▸ WHAT IS ASKED
Put every line of the listing below into a numbered list, skipping any blank lines.

[Excerpts from a dataset on pointing at objects]
============
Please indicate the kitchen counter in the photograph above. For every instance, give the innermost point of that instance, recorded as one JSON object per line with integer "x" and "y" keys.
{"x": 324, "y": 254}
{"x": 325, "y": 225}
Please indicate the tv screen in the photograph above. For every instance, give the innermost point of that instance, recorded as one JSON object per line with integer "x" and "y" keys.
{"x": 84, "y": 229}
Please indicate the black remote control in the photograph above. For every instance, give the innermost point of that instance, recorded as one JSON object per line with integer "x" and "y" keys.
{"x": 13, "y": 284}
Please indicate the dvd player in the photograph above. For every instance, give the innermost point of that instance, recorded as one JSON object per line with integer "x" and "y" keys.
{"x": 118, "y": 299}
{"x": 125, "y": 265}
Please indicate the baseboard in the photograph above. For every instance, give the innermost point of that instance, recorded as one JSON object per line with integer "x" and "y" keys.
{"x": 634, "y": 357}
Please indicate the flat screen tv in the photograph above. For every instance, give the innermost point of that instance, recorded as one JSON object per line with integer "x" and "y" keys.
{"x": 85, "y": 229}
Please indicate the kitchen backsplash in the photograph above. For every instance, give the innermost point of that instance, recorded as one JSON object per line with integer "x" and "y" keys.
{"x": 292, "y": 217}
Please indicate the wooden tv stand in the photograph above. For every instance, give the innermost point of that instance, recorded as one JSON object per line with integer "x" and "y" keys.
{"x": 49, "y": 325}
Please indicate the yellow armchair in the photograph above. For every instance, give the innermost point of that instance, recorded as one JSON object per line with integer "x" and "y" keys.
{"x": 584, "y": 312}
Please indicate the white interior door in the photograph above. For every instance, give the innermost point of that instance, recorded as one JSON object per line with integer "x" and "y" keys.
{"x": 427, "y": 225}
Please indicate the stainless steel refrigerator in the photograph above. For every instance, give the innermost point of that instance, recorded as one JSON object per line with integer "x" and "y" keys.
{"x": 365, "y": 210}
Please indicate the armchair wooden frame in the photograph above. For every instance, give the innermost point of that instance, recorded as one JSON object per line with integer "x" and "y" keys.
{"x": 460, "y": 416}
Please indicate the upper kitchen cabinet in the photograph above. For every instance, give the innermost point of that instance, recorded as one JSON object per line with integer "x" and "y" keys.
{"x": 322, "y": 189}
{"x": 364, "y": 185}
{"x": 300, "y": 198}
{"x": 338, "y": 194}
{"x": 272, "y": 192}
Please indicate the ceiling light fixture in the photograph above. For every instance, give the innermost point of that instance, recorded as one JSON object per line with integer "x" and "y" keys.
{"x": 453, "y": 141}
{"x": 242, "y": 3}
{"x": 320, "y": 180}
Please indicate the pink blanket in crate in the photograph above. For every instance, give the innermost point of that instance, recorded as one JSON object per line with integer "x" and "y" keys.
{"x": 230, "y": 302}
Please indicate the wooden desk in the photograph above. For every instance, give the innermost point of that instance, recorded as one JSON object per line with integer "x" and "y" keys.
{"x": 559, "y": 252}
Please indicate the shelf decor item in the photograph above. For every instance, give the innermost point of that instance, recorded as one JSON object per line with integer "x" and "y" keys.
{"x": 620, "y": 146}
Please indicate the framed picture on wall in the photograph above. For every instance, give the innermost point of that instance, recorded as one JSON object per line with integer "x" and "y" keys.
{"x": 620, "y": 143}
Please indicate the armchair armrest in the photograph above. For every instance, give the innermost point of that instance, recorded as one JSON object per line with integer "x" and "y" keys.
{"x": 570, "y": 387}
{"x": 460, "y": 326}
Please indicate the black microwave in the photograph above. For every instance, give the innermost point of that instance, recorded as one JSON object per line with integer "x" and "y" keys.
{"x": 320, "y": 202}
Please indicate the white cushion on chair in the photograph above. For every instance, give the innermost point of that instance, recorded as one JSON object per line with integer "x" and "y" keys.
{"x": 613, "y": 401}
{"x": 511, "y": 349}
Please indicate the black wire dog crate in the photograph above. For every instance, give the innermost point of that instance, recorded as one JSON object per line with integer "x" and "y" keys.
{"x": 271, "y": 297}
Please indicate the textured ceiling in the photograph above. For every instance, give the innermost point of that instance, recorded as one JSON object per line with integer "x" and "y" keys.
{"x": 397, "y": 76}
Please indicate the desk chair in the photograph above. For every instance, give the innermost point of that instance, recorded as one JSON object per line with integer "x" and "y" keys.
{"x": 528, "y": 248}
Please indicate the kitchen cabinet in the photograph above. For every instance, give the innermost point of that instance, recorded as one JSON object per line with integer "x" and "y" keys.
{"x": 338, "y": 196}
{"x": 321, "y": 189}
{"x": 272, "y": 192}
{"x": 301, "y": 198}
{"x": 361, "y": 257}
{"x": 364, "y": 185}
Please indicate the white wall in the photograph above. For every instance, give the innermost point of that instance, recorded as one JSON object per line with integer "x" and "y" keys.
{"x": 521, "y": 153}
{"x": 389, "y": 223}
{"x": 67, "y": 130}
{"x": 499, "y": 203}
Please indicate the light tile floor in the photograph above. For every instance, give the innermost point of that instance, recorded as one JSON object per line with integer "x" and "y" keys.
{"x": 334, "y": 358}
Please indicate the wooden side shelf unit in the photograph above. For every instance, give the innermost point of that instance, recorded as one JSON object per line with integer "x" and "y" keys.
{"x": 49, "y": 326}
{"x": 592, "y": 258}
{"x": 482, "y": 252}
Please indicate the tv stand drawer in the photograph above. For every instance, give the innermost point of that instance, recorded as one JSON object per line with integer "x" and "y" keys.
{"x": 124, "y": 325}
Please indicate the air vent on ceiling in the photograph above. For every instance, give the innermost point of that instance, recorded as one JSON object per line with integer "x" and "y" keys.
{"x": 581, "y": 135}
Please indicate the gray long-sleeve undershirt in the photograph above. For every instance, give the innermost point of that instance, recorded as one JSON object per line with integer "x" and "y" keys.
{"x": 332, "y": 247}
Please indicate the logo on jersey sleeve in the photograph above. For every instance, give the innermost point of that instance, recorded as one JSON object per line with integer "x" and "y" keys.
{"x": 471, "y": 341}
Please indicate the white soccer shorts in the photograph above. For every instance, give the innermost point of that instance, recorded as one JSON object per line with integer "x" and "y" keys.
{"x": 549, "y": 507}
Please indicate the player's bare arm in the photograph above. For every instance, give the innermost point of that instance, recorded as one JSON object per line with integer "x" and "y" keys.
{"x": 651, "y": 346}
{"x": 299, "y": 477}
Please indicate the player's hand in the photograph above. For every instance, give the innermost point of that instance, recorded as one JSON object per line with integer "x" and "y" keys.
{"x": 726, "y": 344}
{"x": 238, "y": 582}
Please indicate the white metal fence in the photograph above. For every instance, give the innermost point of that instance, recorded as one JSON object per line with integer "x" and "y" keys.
============
▸ EXERCISE RESULT
1. Please indicate the kitchen counter in the photograph above. For every instance, give the innermost point of that instance, recorded as one JSON object per line with integer "x" and "y" keys.
2. {"x": 324, "y": 254}
3. {"x": 325, "y": 225}
4. Please indicate the tv screen in the photograph above. For every instance, give the innermost point of that instance, recorded as one JSON object per line with integer "x" and "y" keys.
5. {"x": 84, "y": 229}
6. Please indicate the black remote control in the photograph above. For every instance, give the innermost point of that instance, recorded as one JSON object per line with integer "x" and "y" keys.
7. {"x": 13, "y": 284}
8. Please indicate the dvd player in the photograph above. For every instance, give the innermost point of that instance, recorded as one JSON object per line with integer "x" and "y" keys.
9. {"x": 118, "y": 299}
10. {"x": 125, "y": 265}
11. Please indicate the baseboard in the photograph above. For every instance, give the innermost point of that instance, recorded as one JSON object per line with integer "x" and "y" keys.
12. {"x": 634, "y": 357}
13. Please indicate the flat screen tv in the photograph above. For every instance, give the innermost point of that instance, recorded as one JSON object per line with integer "x" and "y" keys.
14. {"x": 85, "y": 229}
15. Please indicate the kitchen backsplash in the photograph above. For every instance, give the innermost point of that instance, recorded as one JSON object per line with integer "x" and "y" keys.
16. {"x": 292, "y": 217}
17. Please indicate the wooden tv stand in the photograph above. For every instance, give the innermost point of that instance, recorded as one JSON object per line with integer "x" and "y" keys.
18. {"x": 49, "y": 325}
19. Please indicate the yellow armchair in the photograph above. For every instance, give the innermost point of that instance, recorded as one JSON object per line with integer "x" and "y" keys.
20. {"x": 584, "y": 312}
21. Please indicate the white interior door in the photograph above. For every instance, give the innermost point of that instance, recorded as one JSON object per line with integer "x" and "y" keys.
22. {"x": 427, "y": 225}
23. Please indicate the stainless steel refrigerator in the photograph above. For every instance, give the innermost point of that instance, recorded as one JSON object per line with integer "x" and "y" keys.
24. {"x": 365, "y": 210}
25. Please indicate the armchair wooden frame in the photograph above. For every instance, give the innermost point of that instance, recorded as one JSON object per line with integer "x" and "y" keys.
26. {"x": 460, "y": 416}
27. Please indicate the upper kitchen cabinet in the photograph above. For every instance, give the innermost point of that instance, recorded as one JSON object per line with integer "x" and "y" keys.
28. {"x": 322, "y": 189}
29. {"x": 364, "y": 185}
30. {"x": 300, "y": 198}
31. {"x": 338, "y": 194}
32. {"x": 272, "y": 192}
33. Please indicate the ceiling light fixture in the photograph above. For every instance, give the innermost point of that instance, recorded as one JSON object per line with integer "x" and "y" keys.
34. {"x": 453, "y": 141}
35. {"x": 242, "y": 3}
36. {"x": 320, "y": 180}
37. Please indicate the pink blanket in crate in the photograph above. For every instance, give the innermost point of that instance, recorded as one JSON object per line with integer "x" and "y" keys.
38. {"x": 230, "y": 302}
39. Please indicate the wooden desk in the photograph above. For every instance, give the innermost point of that instance, recorded as one JSON object per line with integer "x" and "y" keys.
40. {"x": 559, "y": 252}
41. Please indicate the shelf decor item in the photograph above. For every instance, give the innermost point of that instance, recorded as one JSON object per line with integer "x" and "y" keys.
42. {"x": 620, "y": 146}
43. Please indicate the framed picture on wall in the photograph above. For every instance, give the innermost point of that instance, recorded as one JSON object per line with integer "x" and "y" keys.
44. {"x": 620, "y": 143}
45. Please indicate the armchair armrest in the photograph above. For every instance, give the innermost point of that instance, recorded as one JSON object per line with integer "x" and "y" keys.
46. {"x": 570, "y": 387}
47. {"x": 460, "y": 326}
48. Please indicate the black microwave in the photograph above. For every instance, give the innermost point of that instance, recorded as one JSON object per line with integer "x" and "y" keys.
49. {"x": 320, "y": 202}
50. Please indicate the white cushion on chair in the photograph above. For every instance, give the innermost point of that instance, recorded as one JSON object per line with integer "x" and "y" keys.
51. {"x": 613, "y": 401}
52. {"x": 511, "y": 349}
53. Please indicate the black wire dog crate in the photograph above. For every instance, give the innermost point of that instance, recorded as one JSON object per line with integer "x" and "y" keys.
54. {"x": 271, "y": 297}
55. Please indicate the textured ceiling in the photograph above. For every instance, give the innermost point of that instance, recorded as one JSON object per line with integer "x" and "y" keys.
56. {"x": 397, "y": 76}
57. Please indicate the desk chair in the photograph above. For every instance, give the innermost point of that instance, recorded as one JSON object per line with integer "x" and "y" keys.
58. {"x": 528, "y": 248}
59. Please indicate the kitchen cabinet in the photograph above. For every instance, give the innermost point of that instance, recorded as one JSON object per line with integer "x" and "y" keys.
60. {"x": 338, "y": 196}
61. {"x": 321, "y": 189}
62. {"x": 272, "y": 192}
63. {"x": 301, "y": 198}
64. {"x": 361, "y": 257}
65. {"x": 364, "y": 185}
66. Please indicate the white wall in the photograph above. For every instance, give the innermost point of that instance, recorded as one JSON object per line with integer "x" and "y" keys.
67. {"x": 521, "y": 153}
68. {"x": 389, "y": 223}
69. {"x": 67, "y": 130}
70. {"x": 499, "y": 203}
71. Please indicate the light tile floor in the photograph above. For every instance, give the innermost point of that instance, recorded as one JSON object per line with integer "x" and "y" keys.
72. {"x": 334, "y": 358}
73. Please indicate the wooden side shelf unit in the photograph above. For every instance, give the innermost point of that instance, recorded as one JSON object per line with integer "x" and "y" keys.
74. {"x": 49, "y": 326}
75. {"x": 592, "y": 258}
76. {"x": 482, "y": 252}
77. Please indicate the tv stand drawer in the photograph above. For every instance, give the innermost point of that instance, recorded as one JSON object per line with integer "x" and "y" keys.
78. {"x": 124, "y": 325}
79. Please indicate the air vent on ceiling in the photograph above. For every instance, give the innermost point of that instance, recorded as one JSON object per line with integer "x" and "y" keys.
80. {"x": 581, "y": 135}
81. Please indicate the gray long-sleeve undershirt in the photograph above. For every instance, give the innermost point of that instance, recorded as one JSON object per line with integer "x" and "y" keys.
82. {"x": 332, "y": 247}
83. Please indicate the logo on jersey sleeve in the photograph above. For every instance, give the innermost point of that instance, recorded as one JSON object per line with integer "x" and "y" keys.
84. {"x": 471, "y": 341}
85. Please indicate the white soccer shorts in the photograph above. For every instance, give the innermost point of that instance, recorded as one JSON object per line with integer "x" and "y" keys.
86. {"x": 549, "y": 507}
87. Please indicate the player's bare arm in the photograph above. For every instance, give the innermost point of that instance, recorded as one JSON object per line with integer "x" and "y" keys.
88. {"x": 651, "y": 346}
89. {"x": 299, "y": 477}
90. Please indicate the player's hand in the photograph above. For every instance, give the innermost point of that instance, recorded as one JSON object per line with integer "x" and "y" keys.
91. {"x": 726, "y": 344}
92. {"x": 238, "y": 582}
93. Please indicate the white metal fence in the photograph above. For every instance, give the innermost point of that instance, recorded as one JSON object per line with integer "x" and "y" keys.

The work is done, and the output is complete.